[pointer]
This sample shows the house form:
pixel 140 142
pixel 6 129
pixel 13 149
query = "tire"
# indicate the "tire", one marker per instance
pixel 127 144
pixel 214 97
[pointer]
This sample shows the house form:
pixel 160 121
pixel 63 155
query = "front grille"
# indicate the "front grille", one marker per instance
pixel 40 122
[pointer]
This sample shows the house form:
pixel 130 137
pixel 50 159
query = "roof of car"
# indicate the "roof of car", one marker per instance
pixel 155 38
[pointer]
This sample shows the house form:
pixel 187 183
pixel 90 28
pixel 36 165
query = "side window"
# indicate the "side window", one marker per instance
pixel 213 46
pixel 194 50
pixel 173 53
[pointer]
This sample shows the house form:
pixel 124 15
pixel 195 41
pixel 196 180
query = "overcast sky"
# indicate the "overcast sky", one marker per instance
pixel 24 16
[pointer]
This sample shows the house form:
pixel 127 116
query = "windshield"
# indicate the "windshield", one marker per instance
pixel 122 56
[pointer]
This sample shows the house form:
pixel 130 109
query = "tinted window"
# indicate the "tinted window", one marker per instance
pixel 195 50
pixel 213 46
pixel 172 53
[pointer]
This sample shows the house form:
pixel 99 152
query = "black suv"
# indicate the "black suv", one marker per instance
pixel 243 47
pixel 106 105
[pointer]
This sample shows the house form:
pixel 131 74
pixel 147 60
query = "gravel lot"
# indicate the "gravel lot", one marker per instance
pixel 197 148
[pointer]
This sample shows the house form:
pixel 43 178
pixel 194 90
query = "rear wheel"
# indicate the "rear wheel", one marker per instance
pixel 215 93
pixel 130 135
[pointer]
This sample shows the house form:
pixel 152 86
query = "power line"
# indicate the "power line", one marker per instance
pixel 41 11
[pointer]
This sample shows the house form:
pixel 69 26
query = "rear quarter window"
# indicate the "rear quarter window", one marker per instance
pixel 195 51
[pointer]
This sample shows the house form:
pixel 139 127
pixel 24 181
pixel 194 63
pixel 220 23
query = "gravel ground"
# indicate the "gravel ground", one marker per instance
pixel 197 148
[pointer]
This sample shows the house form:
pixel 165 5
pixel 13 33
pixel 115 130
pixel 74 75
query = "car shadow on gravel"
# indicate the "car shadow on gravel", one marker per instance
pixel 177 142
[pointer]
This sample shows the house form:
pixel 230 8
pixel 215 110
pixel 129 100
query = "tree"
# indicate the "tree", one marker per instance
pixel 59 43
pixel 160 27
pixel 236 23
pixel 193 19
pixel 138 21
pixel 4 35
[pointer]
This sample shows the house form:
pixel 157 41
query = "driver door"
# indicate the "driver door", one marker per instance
...
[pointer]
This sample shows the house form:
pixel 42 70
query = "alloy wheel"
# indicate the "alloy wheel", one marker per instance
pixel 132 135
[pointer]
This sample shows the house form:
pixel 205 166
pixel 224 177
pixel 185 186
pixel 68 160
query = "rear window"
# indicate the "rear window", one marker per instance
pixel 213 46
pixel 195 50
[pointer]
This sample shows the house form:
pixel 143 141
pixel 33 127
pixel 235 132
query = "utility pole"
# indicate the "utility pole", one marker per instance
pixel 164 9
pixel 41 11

▶ Work task
From the entries above, print the lines beginning at the one with "pixel 140 142" and stopping after the one with "pixel 131 74", exactly as written and with nothing else.

▶ Solution for this problem
pixel 140 142
pixel 6 129
pixel 13 149
query = "tire"
# indicate the "tire", one marker per instance
pixel 127 144
pixel 214 97
[pointer]
This sample shows the house form:
pixel 160 121
pixel 63 155
query = "front grille"
# indicate the "front grille", one marker per instance
pixel 40 122
[pointer]
This sample shows the house form:
pixel 130 137
pixel 50 159
query = "roof of car"
# indicate the "roof of car", one marker per instance
pixel 155 38
[pointer]
This sample shows the house form:
pixel 187 183
pixel 90 28
pixel 36 165
query = "side window"
# indicate the "side window", one marker per instance
pixel 213 46
pixel 194 50
pixel 173 53
[pointer]
This sample shows the house form:
pixel 124 15
pixel 195 41
pixel 196 180
query = "overcast sky"
# indicate the "overcast sky", one marker per instance
pixel 24 16
[pointer]
This sample shows the house form:
pixel 127 116
query = "windshield"
# indicate the "windshield", one marker per instance
pixel 122 56
[pointer]
This sample shows the house form:
pixel 130 109
query = "tinted window"
# indicate the "tinted window", one marker per instance
pixel 195 50
pixel 213 46
pixel 172 53
[pointer]
This sample shows the house form:
pixel 99 152
query = "black suv"
# indicate the "black suv", one marker per instance
pixel 243 47
pixel 106 105
[pointer]
This sample shows the house form:
pixel 131 74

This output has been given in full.